- [SHORT PROBLEM 1]: Do the following statements agree with the YARN settings text? Answer yes or no for each, and quote the words from the text that decide it. (a) For D14 v2 worker nodes, the recommended value for yarn.scheduler.maximum-allocation-mb is 102400 MB. (b) The remaining 25% of virtual cores should be reserved for the LLAP daemon container. (c) The Resource Manager can give memory to containers in any amount up to the maximum.
- [SHORT PROBLEM 2]: Lift word for word the part of the YARN settings text starting with "For D14 v2 worker nodes, the recommended" and going on through "the worker nodes.".

It's recommended to set this value to ~90% of the available RAM. For D14 v2, the recommended value is 102400 MB.

yarn.scheduler.maximum-allocation-mb

This value indicates the maximum allocation for every container request at the Resource Manager, in MB. Memory requests higher than the specified value won't take effect. The Resource Manager can only give memory to containers in increments of yarn.scheduler.minimum-allocation-mb and can't exceed the size specified by yarn.scheduler.maximum-allocation-mb. This value shouldn't be more than the total given memory of the node, which is specified by yarn.nodemanager.resource.memory-mb.

For D14 v2 worker nodes, the recommended value is 102400 MB

yarn.scheduler.maximum-allocation-vcores

This configuration indicates the maximum number of virtual CPU cores for every container request at the Resource Manager. Requesting a higher value than this configuration won't take effect. This configuration is a global property of the YARN scheduler. For LLAP daemon container, this value can be set to 75% of total available virtual cores (VCORES). The remaining 25% should be reserved for NodeManager, DataNode, and other services running on the worker nodes.

For D14 v2 worker nodes, there are 16 VCORES and 75% of 16 VCORES can be given. So the recommended value for LLAP daemon container is 12.

- [DATASET EXCERPT]:
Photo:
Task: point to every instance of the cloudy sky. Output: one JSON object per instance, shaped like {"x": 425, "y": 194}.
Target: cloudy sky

- [SOLUTION 1]:
(a) Yes: "For D14 v2 worker nodes, the recommended value is 102400 MB"
(b) No: "The remaining 25% should be reserved for NodeManager, DataNode, and other services running on the worker nodes."
(c) No: "The Resource Manager can only give memory to containers in increments of yarn.scheduler.minimum-allocation-mb"

- [SOLUTION 2]:
For D14 v2 worker nodes, the recommended value is 102400 MB

yarn.scheduler.maximum-allocation-vcores

This configuration indicates the maximum number of virtual CPU cores for every container request at the Resource Manager. Requesting a higher value than this configuration won't take effect. This configuration is a global property of the YARN scheduler. For LLAP daemon container, this value can be set to 75% of total available virtual cores (VCORES). The remaining 25% should be reserved for NodeManager, DataNode, and other services running on the worker nodes.